Today I want to go to the gym and ride the stationary bike at its lowest setting for 10 minutes. But I’m not sure if I’m up to it. That’s one kind of limitation. That bothers me, but not as much as the other kind of limitation.

I want to live life on my own terms. I want to earn a living and go out more with friends. But mostly I want to travel.

Yesterday a friend told me about a trip she is planning. She knows that it is beyond her chronic illness-produced boundaries, but she is taking a chance by going anyway. And it made me question, not for the first time, if I should take more risks.

Part of me thinks I should. My doctor thinks I could. And I’m tempted to just pick up and go. But then I get scared. What happens when I inevitably feel sick? I won’t be able to bring medical marijuana – the only thing that helps – with me. Is it worth taking a trip, when I will probably feel like crap for half of it, and feel horrible when I get home? Will I be able to enjoy myself enough for it to be worthwhile?

But then I wonder, what kinds of regrets will I have if I don’t go? My symptoms will probably get worse over time, not better. Now travel feels difficult, maybe not worthwhile, and scary. At some point it will be completely impossible. Don’t I owe it to my future self to take a trip today?

········

## Task instructions
• A. In the passage about living with chronic illness, what does the writer say is the only thing that helps?
• B. Rewrite the part of the chronic illness passage that opens with the words containing "Today I want" and closes with "want to travel.", substituting "treadmill" for "stationary bike".
• C. Copy out every sentence in the chronic illness passage that ends with a question mark.

········

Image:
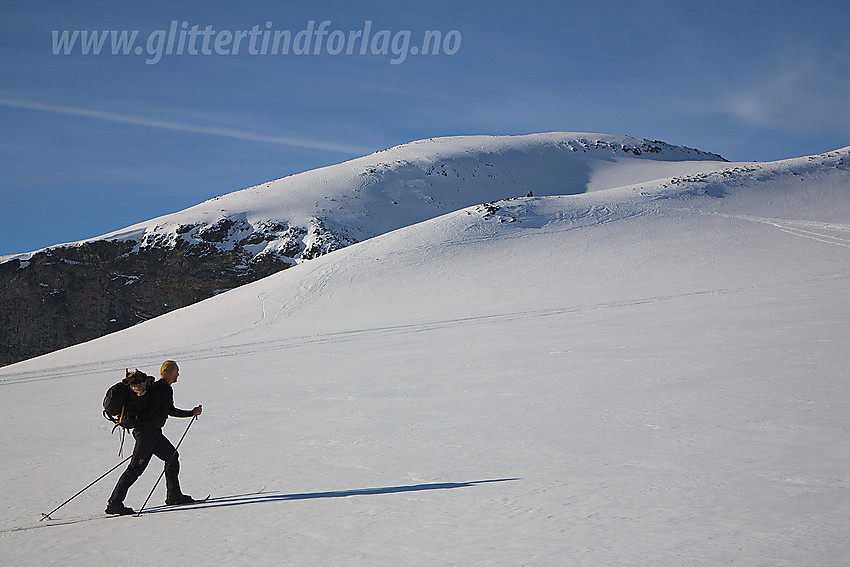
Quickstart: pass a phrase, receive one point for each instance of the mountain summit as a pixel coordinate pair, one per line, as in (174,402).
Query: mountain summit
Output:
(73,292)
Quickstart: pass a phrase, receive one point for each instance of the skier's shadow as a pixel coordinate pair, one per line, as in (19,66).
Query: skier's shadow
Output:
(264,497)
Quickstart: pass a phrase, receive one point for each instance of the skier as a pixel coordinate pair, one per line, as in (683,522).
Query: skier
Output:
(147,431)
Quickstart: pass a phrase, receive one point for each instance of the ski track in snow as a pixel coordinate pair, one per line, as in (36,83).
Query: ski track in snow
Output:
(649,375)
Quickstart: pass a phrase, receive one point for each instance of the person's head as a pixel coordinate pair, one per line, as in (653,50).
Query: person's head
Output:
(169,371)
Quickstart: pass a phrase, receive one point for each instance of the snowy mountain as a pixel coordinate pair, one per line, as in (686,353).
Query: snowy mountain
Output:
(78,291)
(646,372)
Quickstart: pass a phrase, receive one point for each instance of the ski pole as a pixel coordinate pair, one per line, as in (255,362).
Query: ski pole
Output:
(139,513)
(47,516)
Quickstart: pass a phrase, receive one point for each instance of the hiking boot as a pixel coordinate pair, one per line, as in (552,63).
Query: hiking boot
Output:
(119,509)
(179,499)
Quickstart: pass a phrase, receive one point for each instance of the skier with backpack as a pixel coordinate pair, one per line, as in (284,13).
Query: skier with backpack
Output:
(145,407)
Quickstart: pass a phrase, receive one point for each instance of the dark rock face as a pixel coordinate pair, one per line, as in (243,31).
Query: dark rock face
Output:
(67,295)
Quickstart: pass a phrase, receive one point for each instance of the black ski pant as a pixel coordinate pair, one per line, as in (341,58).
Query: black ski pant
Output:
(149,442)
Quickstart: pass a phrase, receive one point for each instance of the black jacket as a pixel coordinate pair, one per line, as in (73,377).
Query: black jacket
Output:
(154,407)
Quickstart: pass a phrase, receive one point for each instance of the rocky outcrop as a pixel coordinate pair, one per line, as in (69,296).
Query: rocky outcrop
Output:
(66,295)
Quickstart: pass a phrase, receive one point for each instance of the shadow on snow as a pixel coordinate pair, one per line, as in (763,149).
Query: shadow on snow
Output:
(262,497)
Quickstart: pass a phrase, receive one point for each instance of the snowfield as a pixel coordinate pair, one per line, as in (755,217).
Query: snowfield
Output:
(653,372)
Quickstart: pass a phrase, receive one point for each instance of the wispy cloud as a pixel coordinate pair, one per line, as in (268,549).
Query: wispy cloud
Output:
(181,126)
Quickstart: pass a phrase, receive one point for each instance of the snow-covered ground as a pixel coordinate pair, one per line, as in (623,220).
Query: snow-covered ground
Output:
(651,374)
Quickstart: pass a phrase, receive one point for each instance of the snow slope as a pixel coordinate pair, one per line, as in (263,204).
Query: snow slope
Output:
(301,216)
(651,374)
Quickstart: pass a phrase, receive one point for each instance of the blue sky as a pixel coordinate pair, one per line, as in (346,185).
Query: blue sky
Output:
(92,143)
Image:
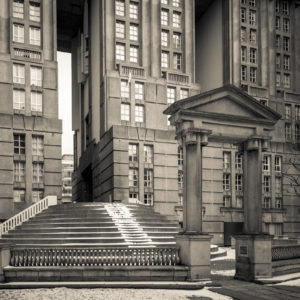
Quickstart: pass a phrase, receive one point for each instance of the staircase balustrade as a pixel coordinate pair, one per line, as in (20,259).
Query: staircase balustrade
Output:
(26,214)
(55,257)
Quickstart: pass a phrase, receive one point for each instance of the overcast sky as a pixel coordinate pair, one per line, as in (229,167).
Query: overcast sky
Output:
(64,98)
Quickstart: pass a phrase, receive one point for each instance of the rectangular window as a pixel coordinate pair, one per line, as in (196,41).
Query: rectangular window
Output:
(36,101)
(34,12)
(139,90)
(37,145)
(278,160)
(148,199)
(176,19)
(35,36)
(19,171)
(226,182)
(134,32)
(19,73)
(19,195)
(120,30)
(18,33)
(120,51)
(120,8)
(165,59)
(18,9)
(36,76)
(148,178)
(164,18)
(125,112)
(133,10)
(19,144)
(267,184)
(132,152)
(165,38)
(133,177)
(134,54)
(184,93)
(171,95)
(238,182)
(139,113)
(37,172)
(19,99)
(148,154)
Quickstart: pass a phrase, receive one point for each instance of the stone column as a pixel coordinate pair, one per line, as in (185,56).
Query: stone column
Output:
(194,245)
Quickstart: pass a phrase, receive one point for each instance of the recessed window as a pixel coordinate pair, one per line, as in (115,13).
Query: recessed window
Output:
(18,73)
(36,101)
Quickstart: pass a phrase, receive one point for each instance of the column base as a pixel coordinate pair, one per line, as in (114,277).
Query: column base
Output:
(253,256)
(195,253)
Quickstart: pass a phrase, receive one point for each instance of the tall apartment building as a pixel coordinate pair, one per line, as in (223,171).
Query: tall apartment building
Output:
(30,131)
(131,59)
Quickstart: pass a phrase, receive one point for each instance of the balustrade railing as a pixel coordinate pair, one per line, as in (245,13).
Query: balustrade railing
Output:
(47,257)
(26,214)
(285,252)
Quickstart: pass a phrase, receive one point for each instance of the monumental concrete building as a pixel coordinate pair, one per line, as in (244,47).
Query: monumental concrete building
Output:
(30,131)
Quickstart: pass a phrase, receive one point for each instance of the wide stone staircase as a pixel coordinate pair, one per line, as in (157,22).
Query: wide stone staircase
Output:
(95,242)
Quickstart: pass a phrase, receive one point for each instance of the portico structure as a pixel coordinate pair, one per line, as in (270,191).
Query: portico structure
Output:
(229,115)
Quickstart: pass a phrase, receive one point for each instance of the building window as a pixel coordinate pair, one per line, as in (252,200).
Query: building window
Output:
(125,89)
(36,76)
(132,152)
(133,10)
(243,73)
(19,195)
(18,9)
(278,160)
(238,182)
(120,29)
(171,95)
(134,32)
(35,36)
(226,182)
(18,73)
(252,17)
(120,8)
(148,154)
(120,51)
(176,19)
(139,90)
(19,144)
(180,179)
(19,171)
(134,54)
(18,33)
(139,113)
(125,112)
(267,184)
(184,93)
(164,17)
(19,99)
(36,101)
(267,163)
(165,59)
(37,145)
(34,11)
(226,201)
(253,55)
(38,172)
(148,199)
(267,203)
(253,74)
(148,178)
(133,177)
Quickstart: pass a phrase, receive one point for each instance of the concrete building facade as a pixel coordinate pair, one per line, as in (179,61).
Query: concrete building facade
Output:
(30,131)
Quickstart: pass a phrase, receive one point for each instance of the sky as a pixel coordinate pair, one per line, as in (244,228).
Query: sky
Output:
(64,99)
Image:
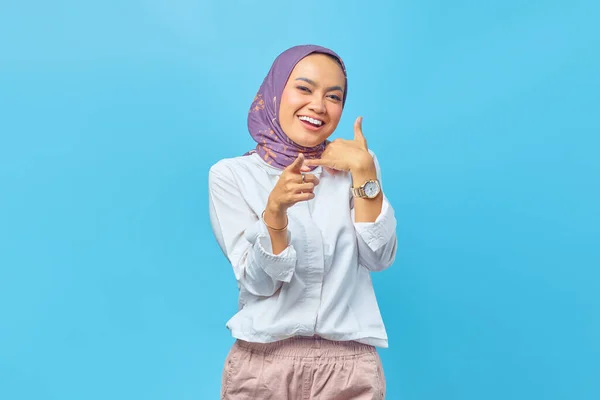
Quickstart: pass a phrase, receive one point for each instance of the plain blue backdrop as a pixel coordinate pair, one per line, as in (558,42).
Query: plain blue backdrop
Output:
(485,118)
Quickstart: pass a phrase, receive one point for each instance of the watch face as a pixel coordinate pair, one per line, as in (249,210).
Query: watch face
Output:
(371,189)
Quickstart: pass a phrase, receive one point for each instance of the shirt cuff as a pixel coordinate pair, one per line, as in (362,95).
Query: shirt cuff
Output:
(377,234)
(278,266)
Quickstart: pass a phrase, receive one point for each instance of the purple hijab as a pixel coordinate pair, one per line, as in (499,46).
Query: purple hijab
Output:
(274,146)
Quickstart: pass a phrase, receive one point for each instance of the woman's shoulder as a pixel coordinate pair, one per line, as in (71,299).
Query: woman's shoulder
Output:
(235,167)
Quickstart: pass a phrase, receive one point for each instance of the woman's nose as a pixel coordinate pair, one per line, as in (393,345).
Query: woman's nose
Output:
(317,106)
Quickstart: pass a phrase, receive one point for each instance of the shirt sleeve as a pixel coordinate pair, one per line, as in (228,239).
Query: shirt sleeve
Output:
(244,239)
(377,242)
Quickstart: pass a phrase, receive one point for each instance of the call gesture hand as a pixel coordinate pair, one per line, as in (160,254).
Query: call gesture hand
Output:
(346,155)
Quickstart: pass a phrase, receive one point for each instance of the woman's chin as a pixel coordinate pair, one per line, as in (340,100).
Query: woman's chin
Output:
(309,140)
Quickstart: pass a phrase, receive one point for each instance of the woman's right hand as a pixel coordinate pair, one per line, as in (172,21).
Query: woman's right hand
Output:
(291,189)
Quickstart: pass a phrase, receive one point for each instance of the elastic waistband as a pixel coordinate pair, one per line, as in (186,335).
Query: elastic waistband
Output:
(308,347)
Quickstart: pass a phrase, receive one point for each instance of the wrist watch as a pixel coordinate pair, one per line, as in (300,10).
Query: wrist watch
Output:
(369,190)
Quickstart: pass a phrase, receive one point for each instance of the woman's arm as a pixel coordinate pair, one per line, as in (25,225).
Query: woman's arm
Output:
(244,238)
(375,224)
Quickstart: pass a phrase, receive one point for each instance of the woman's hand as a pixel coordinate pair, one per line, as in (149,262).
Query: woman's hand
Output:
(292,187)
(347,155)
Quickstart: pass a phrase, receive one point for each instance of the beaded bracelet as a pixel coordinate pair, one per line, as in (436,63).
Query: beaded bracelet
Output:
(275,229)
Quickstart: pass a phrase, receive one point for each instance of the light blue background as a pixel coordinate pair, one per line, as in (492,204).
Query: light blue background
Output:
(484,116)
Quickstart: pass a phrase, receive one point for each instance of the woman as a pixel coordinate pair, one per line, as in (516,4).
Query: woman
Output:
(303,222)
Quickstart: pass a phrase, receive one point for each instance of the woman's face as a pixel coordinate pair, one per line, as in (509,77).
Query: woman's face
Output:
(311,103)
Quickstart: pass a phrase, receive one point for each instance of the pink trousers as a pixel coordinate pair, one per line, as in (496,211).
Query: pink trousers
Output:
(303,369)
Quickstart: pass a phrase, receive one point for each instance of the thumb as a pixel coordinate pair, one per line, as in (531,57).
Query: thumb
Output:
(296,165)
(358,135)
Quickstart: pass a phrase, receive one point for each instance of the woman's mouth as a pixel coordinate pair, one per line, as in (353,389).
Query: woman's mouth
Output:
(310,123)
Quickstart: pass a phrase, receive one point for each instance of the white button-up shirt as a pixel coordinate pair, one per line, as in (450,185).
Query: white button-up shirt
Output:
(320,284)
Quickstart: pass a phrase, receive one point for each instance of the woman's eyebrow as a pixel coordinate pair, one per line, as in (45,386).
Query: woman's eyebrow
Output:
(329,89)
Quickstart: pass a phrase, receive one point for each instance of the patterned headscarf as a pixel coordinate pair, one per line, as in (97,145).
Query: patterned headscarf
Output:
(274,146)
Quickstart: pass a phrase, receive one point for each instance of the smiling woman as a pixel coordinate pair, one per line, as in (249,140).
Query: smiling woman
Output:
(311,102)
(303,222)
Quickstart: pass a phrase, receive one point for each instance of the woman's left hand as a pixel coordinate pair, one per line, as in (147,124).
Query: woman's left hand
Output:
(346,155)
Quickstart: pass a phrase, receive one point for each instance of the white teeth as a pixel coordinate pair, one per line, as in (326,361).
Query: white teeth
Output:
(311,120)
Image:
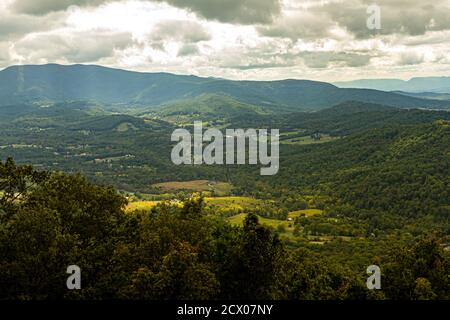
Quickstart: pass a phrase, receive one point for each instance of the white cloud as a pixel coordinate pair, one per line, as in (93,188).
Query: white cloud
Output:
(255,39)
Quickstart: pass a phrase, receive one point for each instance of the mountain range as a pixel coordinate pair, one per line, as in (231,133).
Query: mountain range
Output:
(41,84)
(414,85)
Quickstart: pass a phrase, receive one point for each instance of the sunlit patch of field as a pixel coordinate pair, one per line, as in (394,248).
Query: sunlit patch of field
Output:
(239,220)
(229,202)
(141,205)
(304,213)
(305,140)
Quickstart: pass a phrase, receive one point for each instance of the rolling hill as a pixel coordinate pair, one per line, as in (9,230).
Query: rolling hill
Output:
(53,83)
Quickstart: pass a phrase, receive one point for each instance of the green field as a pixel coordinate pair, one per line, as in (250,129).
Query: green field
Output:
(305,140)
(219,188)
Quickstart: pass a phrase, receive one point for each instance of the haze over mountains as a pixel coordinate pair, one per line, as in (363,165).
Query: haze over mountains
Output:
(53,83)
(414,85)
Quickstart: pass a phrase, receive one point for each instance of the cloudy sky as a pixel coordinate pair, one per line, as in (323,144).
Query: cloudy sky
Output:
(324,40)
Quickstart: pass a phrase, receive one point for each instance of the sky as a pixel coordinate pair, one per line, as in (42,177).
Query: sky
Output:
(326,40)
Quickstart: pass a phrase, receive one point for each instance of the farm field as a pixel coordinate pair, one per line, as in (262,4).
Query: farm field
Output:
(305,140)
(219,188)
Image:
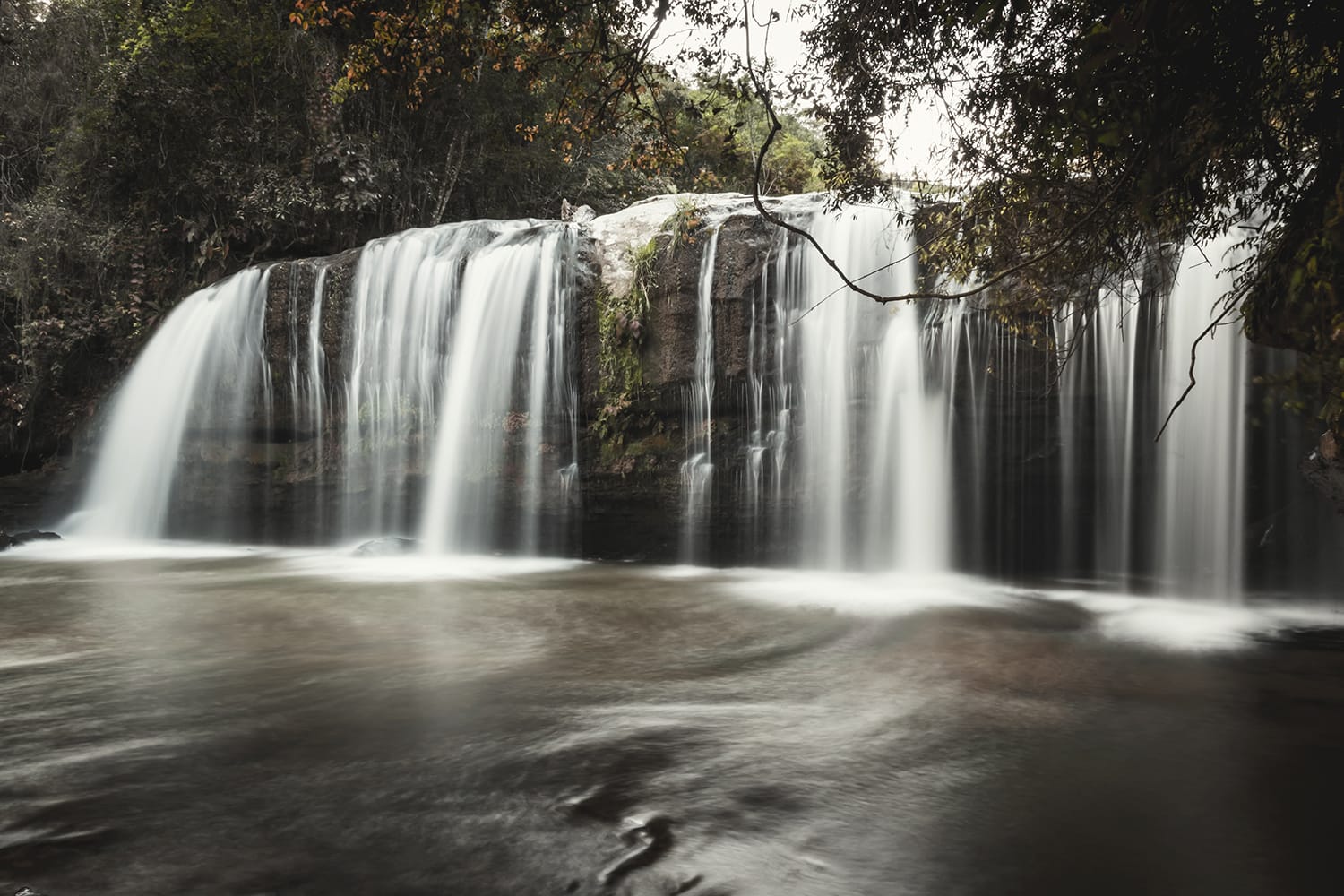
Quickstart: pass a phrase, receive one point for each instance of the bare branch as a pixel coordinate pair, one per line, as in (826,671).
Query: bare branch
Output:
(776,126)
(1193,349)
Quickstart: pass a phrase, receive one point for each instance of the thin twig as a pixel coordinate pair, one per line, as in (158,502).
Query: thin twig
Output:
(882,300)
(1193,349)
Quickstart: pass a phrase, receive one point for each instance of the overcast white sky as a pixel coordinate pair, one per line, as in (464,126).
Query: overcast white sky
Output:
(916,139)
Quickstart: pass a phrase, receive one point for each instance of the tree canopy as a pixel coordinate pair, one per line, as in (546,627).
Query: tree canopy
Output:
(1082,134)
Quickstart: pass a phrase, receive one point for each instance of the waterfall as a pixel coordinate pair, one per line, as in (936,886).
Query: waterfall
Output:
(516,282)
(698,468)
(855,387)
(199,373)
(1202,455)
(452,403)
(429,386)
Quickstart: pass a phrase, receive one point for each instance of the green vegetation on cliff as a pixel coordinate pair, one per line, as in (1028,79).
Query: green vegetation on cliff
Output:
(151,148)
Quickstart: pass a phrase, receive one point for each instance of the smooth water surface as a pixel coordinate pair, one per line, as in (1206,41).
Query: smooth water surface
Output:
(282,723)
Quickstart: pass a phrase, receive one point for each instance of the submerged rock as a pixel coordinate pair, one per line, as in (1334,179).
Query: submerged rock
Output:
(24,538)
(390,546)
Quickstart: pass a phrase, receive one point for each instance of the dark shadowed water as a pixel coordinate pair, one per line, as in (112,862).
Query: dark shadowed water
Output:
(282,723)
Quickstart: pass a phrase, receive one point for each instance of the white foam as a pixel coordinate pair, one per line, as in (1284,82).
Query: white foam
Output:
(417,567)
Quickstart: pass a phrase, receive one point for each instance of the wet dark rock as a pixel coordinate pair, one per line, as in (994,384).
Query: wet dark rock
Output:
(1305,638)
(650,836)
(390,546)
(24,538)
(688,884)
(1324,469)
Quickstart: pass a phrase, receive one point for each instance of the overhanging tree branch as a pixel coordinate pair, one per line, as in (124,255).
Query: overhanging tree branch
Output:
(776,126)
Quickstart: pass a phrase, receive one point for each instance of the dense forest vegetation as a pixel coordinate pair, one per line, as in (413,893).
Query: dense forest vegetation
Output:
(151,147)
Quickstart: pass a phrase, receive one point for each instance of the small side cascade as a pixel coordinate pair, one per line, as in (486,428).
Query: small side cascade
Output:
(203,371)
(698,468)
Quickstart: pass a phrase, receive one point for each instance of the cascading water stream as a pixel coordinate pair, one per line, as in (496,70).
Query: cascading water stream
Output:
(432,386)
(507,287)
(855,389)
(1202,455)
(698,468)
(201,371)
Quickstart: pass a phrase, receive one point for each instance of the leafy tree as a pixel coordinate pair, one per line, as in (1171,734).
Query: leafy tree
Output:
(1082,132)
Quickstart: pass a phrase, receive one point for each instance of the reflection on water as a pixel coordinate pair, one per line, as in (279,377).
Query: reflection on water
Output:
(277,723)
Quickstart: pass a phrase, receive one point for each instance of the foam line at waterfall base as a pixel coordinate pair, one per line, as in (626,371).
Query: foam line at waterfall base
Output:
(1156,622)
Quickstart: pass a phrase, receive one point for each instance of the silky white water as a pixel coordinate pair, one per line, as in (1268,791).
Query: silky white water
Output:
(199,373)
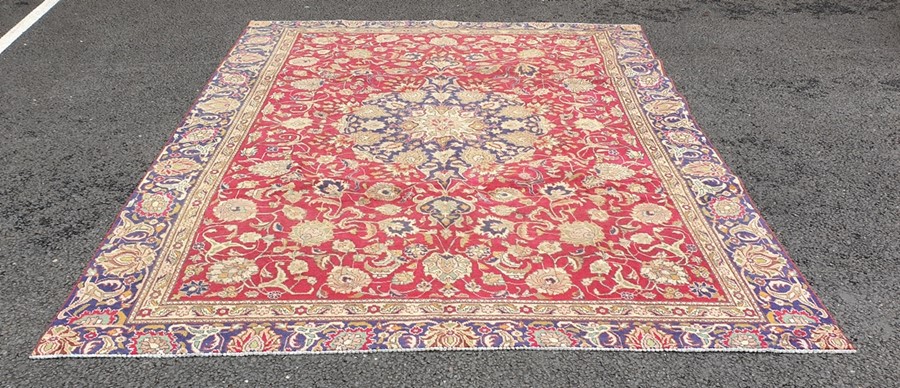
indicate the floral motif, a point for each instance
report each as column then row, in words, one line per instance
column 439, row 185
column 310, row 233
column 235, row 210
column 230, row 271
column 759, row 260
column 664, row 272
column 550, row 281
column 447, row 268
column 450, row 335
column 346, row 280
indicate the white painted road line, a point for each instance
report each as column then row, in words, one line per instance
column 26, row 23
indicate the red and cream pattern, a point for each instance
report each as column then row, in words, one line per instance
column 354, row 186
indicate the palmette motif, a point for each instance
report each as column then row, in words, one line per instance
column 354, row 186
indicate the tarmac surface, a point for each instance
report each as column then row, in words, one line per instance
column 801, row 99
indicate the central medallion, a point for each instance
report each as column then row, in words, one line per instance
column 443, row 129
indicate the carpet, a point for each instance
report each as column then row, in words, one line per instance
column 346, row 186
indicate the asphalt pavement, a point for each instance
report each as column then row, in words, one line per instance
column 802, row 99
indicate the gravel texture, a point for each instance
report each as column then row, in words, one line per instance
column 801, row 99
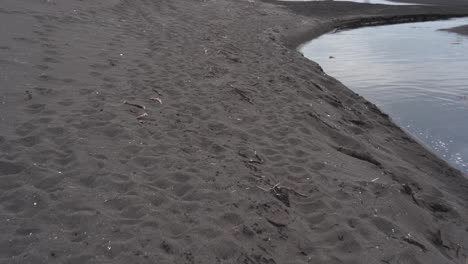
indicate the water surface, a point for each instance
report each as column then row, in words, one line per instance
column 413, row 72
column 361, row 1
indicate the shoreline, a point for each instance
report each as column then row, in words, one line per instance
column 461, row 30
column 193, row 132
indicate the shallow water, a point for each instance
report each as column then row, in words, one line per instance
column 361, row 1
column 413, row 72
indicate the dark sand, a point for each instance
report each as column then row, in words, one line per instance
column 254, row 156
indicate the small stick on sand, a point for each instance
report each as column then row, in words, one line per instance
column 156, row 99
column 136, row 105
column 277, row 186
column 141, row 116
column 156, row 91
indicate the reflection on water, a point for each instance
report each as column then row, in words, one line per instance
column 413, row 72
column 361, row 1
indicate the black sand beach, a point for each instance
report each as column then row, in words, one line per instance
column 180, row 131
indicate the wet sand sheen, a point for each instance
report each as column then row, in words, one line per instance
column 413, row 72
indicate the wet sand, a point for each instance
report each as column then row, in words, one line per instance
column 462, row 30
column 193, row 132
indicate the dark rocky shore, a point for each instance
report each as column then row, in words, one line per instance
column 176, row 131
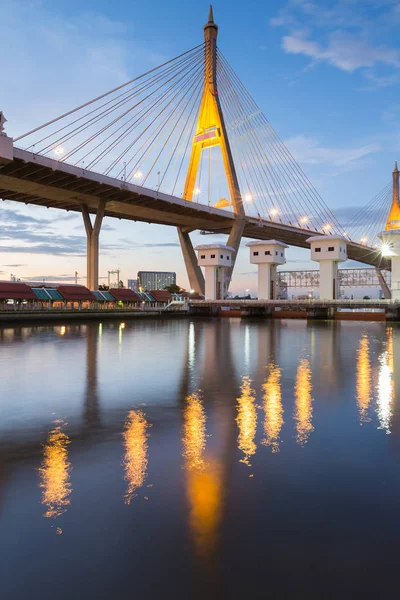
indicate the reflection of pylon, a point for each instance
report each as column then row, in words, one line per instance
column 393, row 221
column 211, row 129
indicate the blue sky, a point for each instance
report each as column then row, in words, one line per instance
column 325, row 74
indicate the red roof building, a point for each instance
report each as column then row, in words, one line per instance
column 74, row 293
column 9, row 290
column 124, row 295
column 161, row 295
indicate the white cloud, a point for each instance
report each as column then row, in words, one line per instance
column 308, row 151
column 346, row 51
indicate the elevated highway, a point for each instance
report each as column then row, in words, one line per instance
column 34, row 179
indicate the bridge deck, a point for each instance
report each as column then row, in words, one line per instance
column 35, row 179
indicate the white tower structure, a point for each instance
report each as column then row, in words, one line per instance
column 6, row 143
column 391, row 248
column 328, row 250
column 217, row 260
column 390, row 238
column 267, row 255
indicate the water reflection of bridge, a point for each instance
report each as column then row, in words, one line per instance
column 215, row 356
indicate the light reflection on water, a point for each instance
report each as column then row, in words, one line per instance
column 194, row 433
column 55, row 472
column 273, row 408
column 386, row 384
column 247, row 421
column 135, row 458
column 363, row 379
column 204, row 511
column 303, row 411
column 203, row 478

········

## Expected results
• A. Medical marijuana.

• B.
Today I want to go to the gym and ride the treadmill at its lowest setting for 10 minutes. But I’m not sure if I’m up to it. That’s one kind of limitation. That bothers me, but not as much as the other kind of limitation.

I want to live life on my own terms. I want to earn a living and go out more with friends. But mostly I want to travel.

• C.
What happens when I inevitably feel sick?
Is it worth taking a trip, when I will probably feel like crap for half of it, and feel horrible when I get home?
Will I be able to enjoy myself enough for it to be worthwhile?
But then I wonder, what kinds of regrets will I have if I don’t go?
Don’t I owe it to my future self to take a trip today?